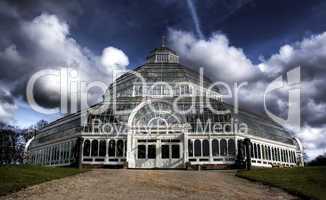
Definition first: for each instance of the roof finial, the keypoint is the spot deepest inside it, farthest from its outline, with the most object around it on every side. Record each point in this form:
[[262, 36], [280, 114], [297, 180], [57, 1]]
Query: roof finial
[[163, 41]]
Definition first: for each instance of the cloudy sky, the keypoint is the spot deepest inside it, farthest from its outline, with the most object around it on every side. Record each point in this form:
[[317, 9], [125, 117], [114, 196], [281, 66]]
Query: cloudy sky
[[234, 40]]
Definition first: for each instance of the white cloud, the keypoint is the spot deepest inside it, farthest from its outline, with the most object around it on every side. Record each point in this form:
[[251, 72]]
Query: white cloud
[[225, 62], [310, 52], [221, 60], [55, 48], [7, 107], [314, 140], [114, 59], [11, 54]]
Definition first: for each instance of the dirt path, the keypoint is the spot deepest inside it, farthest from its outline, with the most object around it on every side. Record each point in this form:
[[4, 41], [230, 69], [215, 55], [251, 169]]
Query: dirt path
[[141, 184]]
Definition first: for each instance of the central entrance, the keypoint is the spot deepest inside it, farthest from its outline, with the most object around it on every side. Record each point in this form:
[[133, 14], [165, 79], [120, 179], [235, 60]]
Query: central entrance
[[156, 138], [159, 153]]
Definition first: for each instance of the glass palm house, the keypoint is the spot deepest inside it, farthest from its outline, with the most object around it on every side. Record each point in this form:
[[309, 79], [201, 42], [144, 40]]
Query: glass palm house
[[163, 115]]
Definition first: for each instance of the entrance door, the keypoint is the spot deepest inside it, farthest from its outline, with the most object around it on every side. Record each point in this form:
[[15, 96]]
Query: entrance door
[[146, 154], [159, 153], [171, 153]]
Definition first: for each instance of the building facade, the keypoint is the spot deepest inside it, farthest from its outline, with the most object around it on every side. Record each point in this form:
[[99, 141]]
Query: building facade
[[164, 115]]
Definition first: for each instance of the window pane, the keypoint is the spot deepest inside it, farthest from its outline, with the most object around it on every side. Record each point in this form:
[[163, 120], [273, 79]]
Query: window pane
[[197, 148], [112, 148], [223, 147], [151, 151], [231, 147], [175, 151], [102, 148], [141, 151], [205, 148], [94, 148], [190, 148], [165, 152], [87, 147], [119, 148], [215, 147]]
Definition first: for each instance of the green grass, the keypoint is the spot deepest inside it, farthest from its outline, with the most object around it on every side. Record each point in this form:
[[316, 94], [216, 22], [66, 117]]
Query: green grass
[[14, 178], [307, 182]]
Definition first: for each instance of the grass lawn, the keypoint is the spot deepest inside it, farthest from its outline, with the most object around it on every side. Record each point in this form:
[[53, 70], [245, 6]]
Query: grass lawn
[[308, 182], [14, 178]]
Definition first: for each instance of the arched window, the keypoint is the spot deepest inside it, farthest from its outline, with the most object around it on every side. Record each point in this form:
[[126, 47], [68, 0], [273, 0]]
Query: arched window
[[190, 148], [120, 148], [258, 150], [255, 151], [252, 154], [215, 147], [223, 147], [197, 148], [269, 153], [231, 147], [205, 148], [102, 148], [263, 151], [94, 148], [111, 148]]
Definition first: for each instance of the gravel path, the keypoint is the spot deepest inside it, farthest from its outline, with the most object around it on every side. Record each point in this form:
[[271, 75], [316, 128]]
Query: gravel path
[[150, 184]]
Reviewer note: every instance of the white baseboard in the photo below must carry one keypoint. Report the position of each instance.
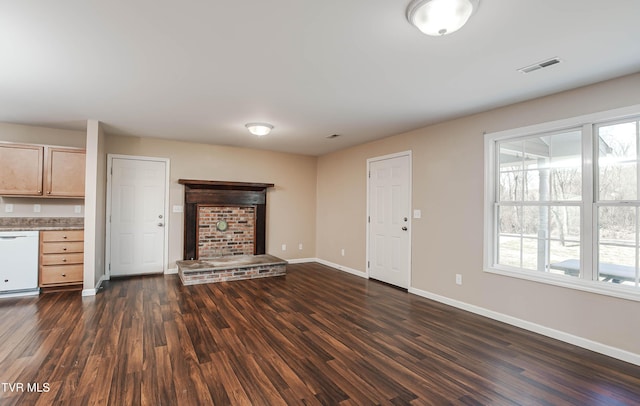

☆ ☆ ☆ ☆ ☆ ☆ ☆

● **Problem statement**: Return every line of the material above unchanged, but leave the pictures out.

● **Response**:
Definition first: for each instance of the roof finial, the keypoint is the spot deepest inside it, farthest from its outline, with the most object around it on every side. Record each point in this form:
[[262, 36], [280, 114], [297, 180], [57, 1]]
Query: roof finial
[[163, 41]]
Definition first: for each instance of the cloudy sky, the keypoint is the spot deepest inside it, farthest from its outline, with the most object around it on every side. Record each point in this form:
[[317, 9], [125, 117], [114, 196], [281, 66]]
Query: cloudy sky
[[234, 40]]
Definition first: for each instance of the white cloud, the keypoint is the spot deepest inside it, farthest from its outline, with the most object around it on every side. Record each point in this form:
[[251, 72]]
Query: white cloud
[[225, 62], [310, 52], [221, 60], [55, 48], [7, 107], [314, 140], [114, 59], [11, 54]]
Definition first: for each instance of the dirt path, the keypoint is the spot deepest inside it, farthest from its outline, with the most object around it on every side. Record each point in this form:
[[4, 41], [230, 69], [215, 55], [251, 169]]
Query: dirt path
[[141, 184]]
Definition first: for each instance of the central entrance, the keypoint is the spot deepest inside it, farthest from its outline, with the most object around it on every side. Record each point in this form:
[[133, 14], [165, 79], [120, 179], [235, 60]]
Query: central entrance
[[156, 138], [159, 153]]
Definition first: for each instance of the glass palm house, the keypoint is the spot deepest inside it, farthest from its outline, with the most object around it on every side. Record each point in this form:
[[309, 79], [201, 42], [144, 40]]
Query: glass palm house
[[163, 115]]
Definition first: for each instance of the entrance door, the keypoint is the spot deepest inside it, farthest from its outline, with the most object around it on every side. Record each point in this form:
[[15, 96]]
Query: entrance door
[[146, 154], [159, 153], [171, 153]]
Definition first: for each instance of the building facade, the keypoint is the spot deepest inside it, farthest from its outline, with the most object around it on every side. Record each point in this form:
[[99, 141]]
Query: building facade
[[164, 115]]
Definition first: for each instance of the window pane, the keypoint is the spot deepest inside it, farthest from its outline, with the most object around it on every side. Record each point in this form:
[[163, 120], [273, 79]]
Query: window pane
[[197, 148], [112, 148], [223, 147], [151, 151], [231, 147], [175, 151], [102, 148], [141, 151], [205, 148], [94, 148], [190, 148], [165, 152], [87, 147], [119, 148], [215, 147]]
Definition first: for each instance of the green grass, the keypoint is the spot deepest inside it, farthest from its outline, with the most object around it on every side. Record each point in this form:
[[316, 94], [216, 22], [66, 117]]
Query: green grass
[[14, 178], [307, 182]]
Definition first: for each instance of the grass lawn, the keypoint is the spot deepest inside it, farthest from its outline, with the most object around it on every side. Record each point in this form:
[[53, 70], [245, 6]]
Query: grass lawn
[[308, 182], [14, 178]]
Definition first: for each instance of the arched window, the keypoint is the spot deepest inside it, farthest from its outline, with the most object around it on every side. Record each point in this form:
[[126, 47], [68, 0], [273, 0]]
Query: arched window
[[190, 148], [120, 148], [258, 150], [255, 151], [252, 154], [215, 147], [223, 147], [197, 148], [269, 153], [231, 147], [205, 148], [102, 148], [263, 151], [94, 148], [111, 148]]
Definition first: for each instance of the gravel path, the keypoint is the spot deepest inside it, farthest from its outline, with the most object around it on every side. Record each point in this form:
[[271, 75], [316, 128]]
Query: gravel path
[[150, 184]]
Reviewer note: every instance of the white baseboard in the photo below must carry one keypoint. Report the position of each instance.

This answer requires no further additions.